__What the task requires__
Please write out every record below exactly as it stands.

(Saved data entries)
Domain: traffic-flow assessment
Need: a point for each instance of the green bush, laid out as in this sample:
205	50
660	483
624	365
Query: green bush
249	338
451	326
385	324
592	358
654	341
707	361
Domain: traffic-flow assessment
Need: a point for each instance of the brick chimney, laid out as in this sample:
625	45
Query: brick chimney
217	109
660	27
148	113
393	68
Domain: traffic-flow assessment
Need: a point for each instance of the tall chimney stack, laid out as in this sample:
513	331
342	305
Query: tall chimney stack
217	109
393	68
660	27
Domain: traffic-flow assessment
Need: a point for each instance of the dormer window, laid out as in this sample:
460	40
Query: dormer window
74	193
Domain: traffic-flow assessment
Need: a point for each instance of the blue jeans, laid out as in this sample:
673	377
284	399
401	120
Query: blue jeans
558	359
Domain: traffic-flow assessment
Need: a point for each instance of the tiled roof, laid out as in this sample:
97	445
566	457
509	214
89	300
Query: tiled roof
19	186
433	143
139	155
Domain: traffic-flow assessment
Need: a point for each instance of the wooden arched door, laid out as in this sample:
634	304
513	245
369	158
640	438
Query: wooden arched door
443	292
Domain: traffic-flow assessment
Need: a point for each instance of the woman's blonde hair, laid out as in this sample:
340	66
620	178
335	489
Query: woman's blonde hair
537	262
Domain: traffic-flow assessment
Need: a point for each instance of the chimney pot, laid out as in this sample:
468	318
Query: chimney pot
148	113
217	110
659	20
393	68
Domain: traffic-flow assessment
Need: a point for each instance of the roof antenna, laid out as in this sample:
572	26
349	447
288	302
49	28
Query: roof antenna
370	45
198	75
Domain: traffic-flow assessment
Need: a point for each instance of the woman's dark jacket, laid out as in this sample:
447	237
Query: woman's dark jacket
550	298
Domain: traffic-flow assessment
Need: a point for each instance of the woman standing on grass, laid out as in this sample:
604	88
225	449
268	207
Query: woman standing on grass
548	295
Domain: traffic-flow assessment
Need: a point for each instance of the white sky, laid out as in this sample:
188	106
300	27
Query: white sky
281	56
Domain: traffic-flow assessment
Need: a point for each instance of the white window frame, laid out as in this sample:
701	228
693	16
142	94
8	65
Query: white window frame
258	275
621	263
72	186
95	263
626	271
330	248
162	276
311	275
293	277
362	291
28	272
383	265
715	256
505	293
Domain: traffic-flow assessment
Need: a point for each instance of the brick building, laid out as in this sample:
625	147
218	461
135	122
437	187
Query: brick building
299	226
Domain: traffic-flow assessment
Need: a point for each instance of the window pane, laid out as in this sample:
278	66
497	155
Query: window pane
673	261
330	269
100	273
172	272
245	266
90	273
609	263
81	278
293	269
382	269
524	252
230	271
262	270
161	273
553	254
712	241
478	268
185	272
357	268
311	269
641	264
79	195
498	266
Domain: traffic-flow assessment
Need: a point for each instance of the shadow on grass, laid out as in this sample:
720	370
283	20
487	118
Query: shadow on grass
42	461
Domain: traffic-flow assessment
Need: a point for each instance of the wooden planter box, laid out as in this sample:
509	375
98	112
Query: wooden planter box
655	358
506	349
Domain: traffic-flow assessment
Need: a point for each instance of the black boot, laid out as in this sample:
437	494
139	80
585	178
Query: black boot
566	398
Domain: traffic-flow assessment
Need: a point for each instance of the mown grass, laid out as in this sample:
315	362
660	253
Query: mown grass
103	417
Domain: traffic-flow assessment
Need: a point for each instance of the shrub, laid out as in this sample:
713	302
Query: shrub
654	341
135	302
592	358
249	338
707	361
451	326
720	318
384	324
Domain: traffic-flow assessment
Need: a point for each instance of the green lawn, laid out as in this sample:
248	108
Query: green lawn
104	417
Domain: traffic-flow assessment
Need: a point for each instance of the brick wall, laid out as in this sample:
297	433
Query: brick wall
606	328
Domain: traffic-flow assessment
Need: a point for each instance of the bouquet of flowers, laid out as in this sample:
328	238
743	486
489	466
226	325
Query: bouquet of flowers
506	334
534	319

__Exercise result__
Domain: traffic-flow assessment
Need: a point for each instance of the green bush, laid out as in this sample:
205	50
660	483
624	365
Query: green bush
249	338
451	326
385	324
592	358
654	341
707	361
Domain: traffic-flow assessment
Need: a point for each instance of the brick chimney, laid out as in this sample:
625	45
Query: brick chimney
217	109
660	27
148	113
393	68
Domain: traffic-flow assessment
Need: a point for each instance of the tall chimney stack, laid out as in this sample:
513	331
342	305
Query: tall chimney stack
217	109
393	68
660	27
Domain: traffic-flow assessment
Need: a point for each instance of the dormer window, laid out as in this sample:
460	40
Query: dormer window
74	193
Domain: traffic-flow assessment
Need: a point for each instance of the blue jeans, laid out as in this sample:
673	377
284	399
401	120
Query: blue jeans
558	359
Domain: traffic-flow assessment
Need: a point for each instance of the tiled roof, laid out as in this sample:
97	445
566	457
509	214
89	300
Query: tiled roof
19	186
433	143
139	155
Domain: traffic-flow assessment
Need: a point for each instance of the wooden arched door, laid out as in this sample:
634	304
513	245
369	158
640	438
Query: wooden arched door
443	292
Domain: traffic-flow assessment
Need: a point for each instance of the woman's blonde hair, laid out as in this sample:
340	66
620	178
335	489
Query: woman's blonde hair
537	262
Domain: traffic-flow assessment
Need: a point for each instance of the chimney pot, laid out as in this sample:
468	318
Query: chimney pot
148	113
217	110
659	20
393	68
Domain: traffic-flow assessment
Need: a point for each instance of the roof antenna, laid out as in this sample:
572	26
349	447
288	302
49	28
Query: roof antenna
370	45
198	75
Domain: traffic-flow assessment
Need: a point for each instance of the woman's dark jacket, laid out as in this sample:
447	237
Query: woman's dark jacket
550	298
Domain: traffic-flow assessment
Need: a point for each instance of the woman standing on grass, laid out as in this sample:
604	88
225	449
268	207
Query: woman standing on grass
548	295
Domain: traffic-flow assessment
Need: a point for each instance of the white sky, laid out as in this sample:
188	106
300	27
Query: white sky
281	56
Domain: traffic-flow assessment
Need: a point for each instance of the white window frame, laid out as in this sample:
701	228
693	16
142	94
8	65
Query: white window frame
258	275
621	263
72	186
95	263
626	271
330	248
162	276
311	275
293	277
362	291
28	272
383	265
715	256
505	293
Domain: traffic-flow assessment
Need: a point for each instance of the brick building, laid out as in this sample:
625	147
218	461
135	122
437	187
Query: brick building
299	226
Domain: traffic-flow assessment
Need: a point for each instance of the window pane, laid out as in this sample:
278	66
497	155
Query: window pane
673	261
330	269
100	273
172	272
245	266
90	273
609	263
81	278
293	269
382	269
524	252
230	271
262	270
161	273
553	254
712	241
478	268
185	272
357	268
311	269
641	264
79	195
498	266
Domain: traffic-flow assessment
Need: a point for each instance of the shadow on grass, laid out as in this sample:
720	370
283	20
487	118
Query: shadow on grass
42	461
Domain: traffic-flow assessment
Need: a point for each instance of the wooden planter box, laid out as in this sample:
509	375
98	112
Query: wooden planter box
655	358
506	349
Domain: traffic-flow assessment
Need: a point for each instance of the black boot, laid out as in this sample:
437	494
139	80
585	178
Query: black boot
566	398
Domain: traffic-flow assessment
Need: a point for each instance of the mown grass, laid out as in this sample:
315	362
660	253
Query: mown grass
103	417
Domain: traffic-flow assessment
Need: a point for each instance of the shrub, laid out as in this sample:
713	302
Query: shrub
654	341
135	302
592	358
249	338
707	361
451	326
720	318
384	324
Domain: traffic-flow assessment
Need: a point for each instance of the green lawn, laid out as in this sample:
248	108
Query: green lawn
104	417
Domain: traffic-flow assessment
Need: a point for each instance of the brick wall, laid out as in this sample:
297	433
Query: brick wall
606	328
Domain: traffic-flow assessment
Need: a point for each instance of the bouquet of flowers, laid out as in this sample:
328	238
743	486
489	466
226	325
Query: bouquet of flowers
506	334
534	319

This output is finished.